SUPPLIED TEXT:
══════

Verify the hash/checksum provided by the snapshot provider to ensure the snapshot is valid. You can find the correct hashes for all blocks on Tezos blockchain explorers such as: https://tzkt.io/blocks
Simply search for the block level in the search field and verify the hash of the block matches the hash provided by the snapshot provider.
Start Tezos node
After importing the snapshot, you need to start your node and wait until it’s fully synchronized before importing your signing keys.
tezbake start
After starting the node, run the following command over and over every few minutes and monitor the “level” displayed.
tezbake info
Understanding “Level”
The level is the current block height (block number) on the blockchain. To verify your node is synchronized:
- Check the level shown by
tezbake info- Compare it to the latest block on https://tzkt.io
- Once they match, your node is fully synced and you can proceed
ℹ️ INFO: Both blockchain explorers also provide Ghostnet and Testnet views. Make sure you’re looking at the correct network (mainnet).
Import baking keys and register as baker
Now that your node is in full sync, you can proceed with the most important part: (1) your baker parameters import into your baker node and (2) submit your baker registration on the blockchain.
You will have to first fund your baker address with enough tez (6000 minimum) to cover the bond requirement. You can do this by sending tez from your main account or exchange to the baker address.
Understanding Baker Key Roles
Before choosing your signing setup, it’s essential to understand the three key roles in Tezos baking — manager, consensus, and companion — and how they relate to each other. These apply to all baker setups, not just TezBake.
📖 See Baker Key Architecture for the full explanation, including the recommended Ledger + TezSign architecture, key lifecycle, registration process, and common misunderstandings.
Quick summary:
- Manager key — Your permanent baker address. Controls funds, governance, and has sole authority to set/rotate consensus and companion keys.
- Consensus key — Signs blocks and attestations. Defaults to the manager key; can be rotated to a separate key (e.g. TezSign tz4).
- Companion key — Mandatory when consensus key is tz4. Signs DAL payloads. Always a separate tz4 key.
⚠️ If your consensus key is tz4, a companion key is mandatory. Without it, your baker forfeits ~10% of baking rewards.
(Recommended) Set up TezSign consensus and companion keys
TezSign is the recommended signing path for mainnet baking. Your Ledger remains the manager key for funds, staking, governance, and registering key changes. TezSign holds the online consensus and companion keys that sign blocks, attestations, and DAL payloads.
1. Prepare the TezSign device
Use a Raspberry Pi Zero 2W or Radxa Zero 3W with a freshly flashed TezSign image. Connect the device to the baker host using the OTG/data USB port.
For hardware choices, SD card recommendations, image flashing, and correct USB ports, see TezSign Hardware and Flashing.
2. Enable USB access
Install the TezSign udev rules and add your user to the required group:
curl -fsSL https://raw.githubusercontent.com/tez-capital/tezsign/refs/heads/main/tools/add_udev_rules.sh | sudo bash
sudo usermod -aG plugdev $USER
Ubuntu username note: Ubuntu does not allow capital letters in usernames.

══════

AVAILABLE DATA:
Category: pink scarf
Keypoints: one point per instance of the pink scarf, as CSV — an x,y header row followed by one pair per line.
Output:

══════

DIRECTIONS FOR THIS TASK: Decide whether each statement agrees with the Tezos baking guide, answering yes or no and quoting the deciding words from it: 1. The baker address must hold at least 6000 tez before registration. 2. The companion key may be the same key as the consensus key. 3. Unless rotated, the consensus key is the manager key. The material comes from another source.

PROBLEM SOLUTION:
1. Yes: "enough tez (6000 minimum) to cover the bond requirement"
2. No: "Always a separate tz4 key."
3. Yes: "Defaults to the manager key"